++++ Entries supplied ++++

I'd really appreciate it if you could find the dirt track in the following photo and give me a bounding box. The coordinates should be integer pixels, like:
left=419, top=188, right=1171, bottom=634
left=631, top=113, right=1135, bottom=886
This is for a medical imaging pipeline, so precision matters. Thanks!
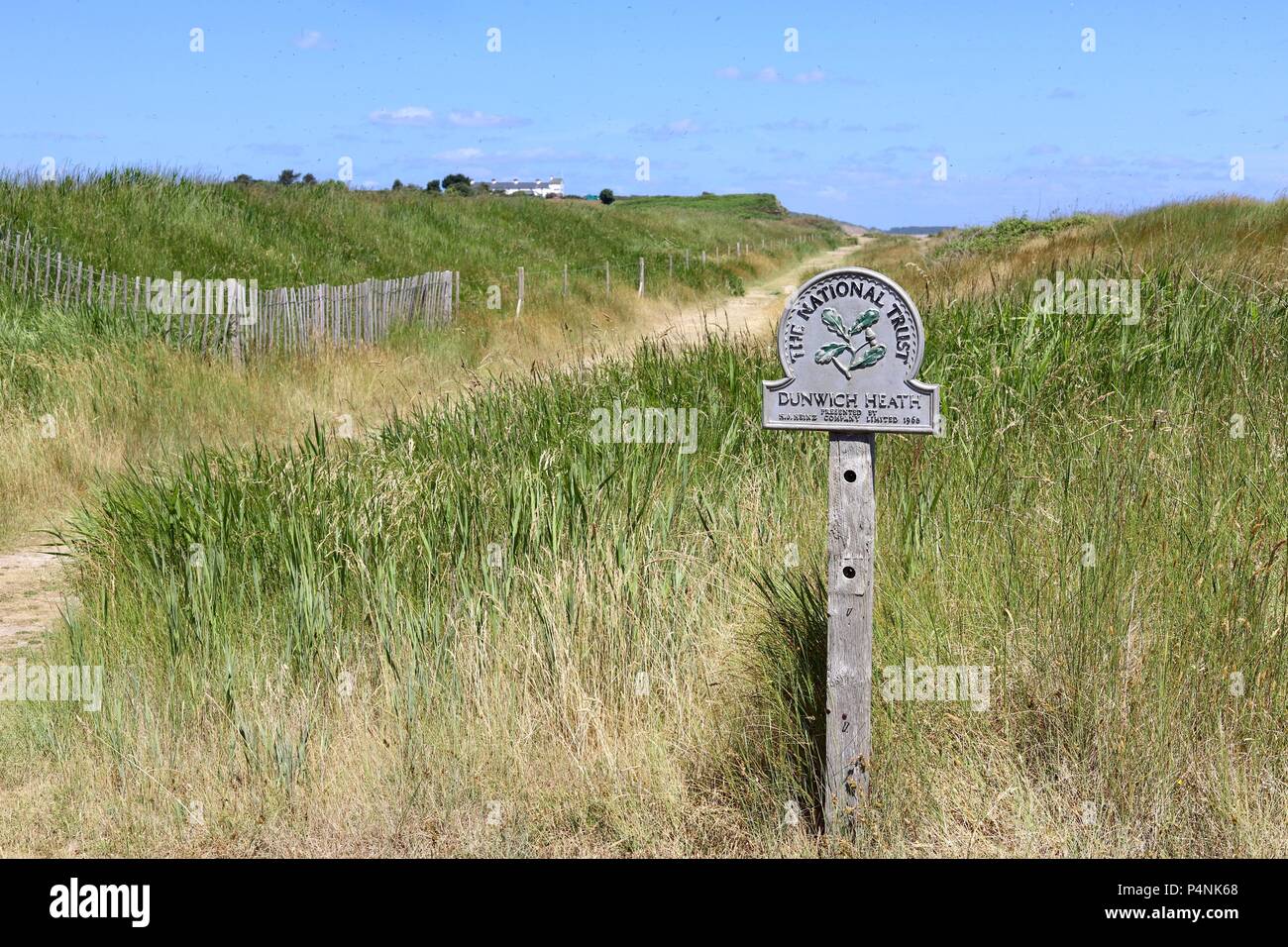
left=0, top=236, right=862, bottom=656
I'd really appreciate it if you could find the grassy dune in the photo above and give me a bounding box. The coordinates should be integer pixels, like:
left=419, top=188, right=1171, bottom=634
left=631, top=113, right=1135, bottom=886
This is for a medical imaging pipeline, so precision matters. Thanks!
left=0, top=170, right=842, bottom=541
left=0, top=201, right=1288, bottom=856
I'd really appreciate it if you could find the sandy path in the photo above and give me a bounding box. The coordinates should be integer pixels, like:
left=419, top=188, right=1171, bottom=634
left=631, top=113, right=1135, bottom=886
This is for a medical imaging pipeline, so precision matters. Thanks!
left=0, top=540, right=65, bottom=656
left=0, top=236, right=864, bottom=656
left=621, top=237, right=863, bottom=349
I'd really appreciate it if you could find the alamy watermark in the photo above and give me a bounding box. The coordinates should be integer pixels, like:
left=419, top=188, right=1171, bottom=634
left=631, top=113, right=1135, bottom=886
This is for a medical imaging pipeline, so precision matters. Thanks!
left=590, top=399, right=698, bottom=454
left=881, top=657, right=993, bottom=711
left=1033, top=269, right=1140, bottom=326
left=149, top=270, right=259, bottom=326
left=0, top=661, right=103, bottom=712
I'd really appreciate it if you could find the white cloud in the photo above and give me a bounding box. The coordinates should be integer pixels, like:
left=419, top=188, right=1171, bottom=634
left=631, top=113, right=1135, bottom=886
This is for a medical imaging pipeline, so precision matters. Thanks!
left=370, top=106, right=434, bottom=125
left=447, top=110, right=527, bottom=129
left=295, top=30, right=335, bottom=49
left=433, top=149, right=483, bottom=161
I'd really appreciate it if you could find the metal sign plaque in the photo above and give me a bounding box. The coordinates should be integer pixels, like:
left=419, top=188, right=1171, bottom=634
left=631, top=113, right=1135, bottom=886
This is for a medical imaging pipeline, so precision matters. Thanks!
left=761, top=266, right=939, bottom=434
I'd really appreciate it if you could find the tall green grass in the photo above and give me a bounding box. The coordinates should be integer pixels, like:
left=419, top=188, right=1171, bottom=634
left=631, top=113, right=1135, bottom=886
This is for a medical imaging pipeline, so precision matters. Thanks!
left=0, top=195, right=1288, bottom=856
left=0, top=168, right=845, bottom=312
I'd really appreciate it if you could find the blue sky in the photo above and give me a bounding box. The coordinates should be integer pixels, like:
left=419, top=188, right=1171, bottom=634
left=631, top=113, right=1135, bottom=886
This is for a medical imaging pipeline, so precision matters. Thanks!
left=0, top=0, right=1288, bottom=227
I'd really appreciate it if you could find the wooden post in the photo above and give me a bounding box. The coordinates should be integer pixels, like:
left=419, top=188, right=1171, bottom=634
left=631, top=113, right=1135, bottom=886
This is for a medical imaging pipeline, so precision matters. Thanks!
left=761, top=268, right=939, bottom=835
left=823, top=432, right=876, bottom=832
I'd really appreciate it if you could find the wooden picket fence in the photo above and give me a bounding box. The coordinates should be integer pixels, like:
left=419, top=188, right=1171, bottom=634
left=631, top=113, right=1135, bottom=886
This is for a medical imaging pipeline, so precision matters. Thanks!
left=0, top=230, right=460, bottom=361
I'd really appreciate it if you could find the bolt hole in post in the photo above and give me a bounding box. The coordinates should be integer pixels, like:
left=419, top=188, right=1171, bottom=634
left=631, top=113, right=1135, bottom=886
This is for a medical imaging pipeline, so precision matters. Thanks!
left=757, top=263, right=939, bottom=835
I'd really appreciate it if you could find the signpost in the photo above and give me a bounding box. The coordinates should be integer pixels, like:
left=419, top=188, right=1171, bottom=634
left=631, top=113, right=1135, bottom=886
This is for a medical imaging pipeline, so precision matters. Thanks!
left=761, top=266, right=939, bottom=832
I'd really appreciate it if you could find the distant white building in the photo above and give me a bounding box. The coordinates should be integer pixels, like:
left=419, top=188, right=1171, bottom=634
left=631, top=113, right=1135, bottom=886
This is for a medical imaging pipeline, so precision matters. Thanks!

++++

=== Problem details ===
Could you print every row above word for word, omitting the pictures?

=== Solution ===
I'd really appreciate it if you could find the dirt track in the following photo and give me a bounding box. The coordinates should be integer pixels, like:
left=419, top=188, right=1171, bottom=634
left=631, top=113, right=1135, bottom=886
This is for a medical imaging pipeline, so precision matters. Thanks!
left=0, top=236, right=862, bottom=656
I'd really appreciate it if you could find the grassy dune in the photo above and give me a bounding box. The coordinates should be integer pixels, like:
left=419, top=188, right=1171, bottom=634
left=631, top=113, right=1135, bottom=886
This is for a medical imaging pipeline, so precision matters. Thanks!
left=0, top=170, right=842, bottom=541
left=0, top=201, right=1288, bottom=856
I'd really appreciate it if you could find the sandy path in the photo above and give me a bounding box. The coordinates should be integer pixels, like:
left=419, top=188, right=1171, bottom=634
left=631, top=113, right=1135, bottom=886
This is for a medical imaging pipeline, so precision matters. Thanks!
left=0, top=540, right=65, bottom=656
left=0, top=236, right=864, bottom=656
left=621, top=237, right=863, bottom=349
I'd really appreciate it if you could find the alamy watermark in the photo above and give me a bounding box. The coordinates should be integer pixels, like:
left=419, top=188, right=1171, bottom=634
left=631, top=113, right=1135, bottom=886
This is for a medical imaging pipeline, so precision matters. Thanks!
left=590, top=399, right=698, bottom=454
left=881, top=657, right=993, bottom=711
left=1033, top=269, right=1140, bottom=326
left=149, top=270, right=259, bottom=326
left=0, top=661, right=103, bottom=712
I'd really appreciate it if you could find the white cloud in the photo above and give me a bounding box. The coordinates should be integer pixels, like:
left=419, top=188, right=1171, bottom=634
left=631, top=113, right=1135, bottom=886
This is for a medical imaging pipeline, so precision matters. Thanks!
left=370, top=106, right=434, bottom=125
left=447, top=110, right=527, bottom=129
left=295, top=30, right=335, bottom=49
left=433, top=149, right=483, bottom=161
I'd really appreciate it if you could find the metal sign plaque in the photo above and give me a bounding box. The coordinates should be integer pixels, like:
left=419, top=188, right=1171, bottom=634
left=631, top=113, right=1135, bottom=886
This is for a medical imaging pipeline, so precision matters. Thanks!
left=761, top=266, right=939, bottom=434
I'd really appreciate it if you could find the tall green grass in the photo above and give me a bounding box. The coordinates should be integer pixels, like:
left=419, top=188, right=1171, bottom=634
left=631, top=113, right=1135, bottom=886
This is for a medical imaging pipeline, so precision matters. Thanks!
left=0, top=195, right=1288, bottom=856
left=0, top=168, right=845, bottom=312
I'd really appreciate it if you could find the blue sky in the photo above and give me a bounding box. The coordinates should be integer pixels, like:
left=419, top=188, right=1171, bottom=634
left=631, top=113, right=1135, bottom=886
This is for a medical imaging pipeline, so precision matters. Thanks!
left=0, top=0, right=1288, bottom=227
I'd really appreciate it if you could find the wooden post in the photo above and give me a bounding box. The coordinates should be integer pixels, like:
left=419, top=188, right=1171, bottom=634
left=631, top=113, right=1135, bottom=886
This is for a medical imaging pipeline, so precision matters. Thanks!
left=761, top=268, right=939, bottom=835
left=823, top=432, right=876, bottom=832
I'd really appreciate it if you could find the wooden picket fence in the photo above and give me a bounding box. The coordinates should be integer pixels, like:
left=419, top=188, right=1171, bottom=634
left=631, top=113, right=1135, bottom=886
This is for a medical imaging pipeline, so precision matters. Thanks!
left=0, top=230, right=460, bottom=361
I'd really appreciate it if you could find the bolt hole in post in the photo above and give me a bounding box. The coordinates should be integer pixels, like:
left=419, top=188, right=1171, bottom=634
left=631, top=113, right=1135, bottom=886
This is for a medical imaging pipeline, so precision matters. Thanks!
left=757, top=263, right=939, bottom=835
I'd really appreciate it if you could find the signpost in the photo above and give me a bounding box. The coordinates should be integer pixels, like:
left=419, top=188, right=1171, bottom=634
left=631, top=113, right=1135, bottom=886
This is for a medical imaging pipeline, so precision matters. Thanks!
left=761, top=266, right=939, bottom=832
I'd really appreciate it if you could find the distant white building in the photo above and give me a bounding box. The coordinates should be integer pixels, like:
left=419, top=188, right=1171, bottom=634
left=631, top=113, right=1135, bottom=886
This is for a medical imaging pipeline, so precision matters. Thanks!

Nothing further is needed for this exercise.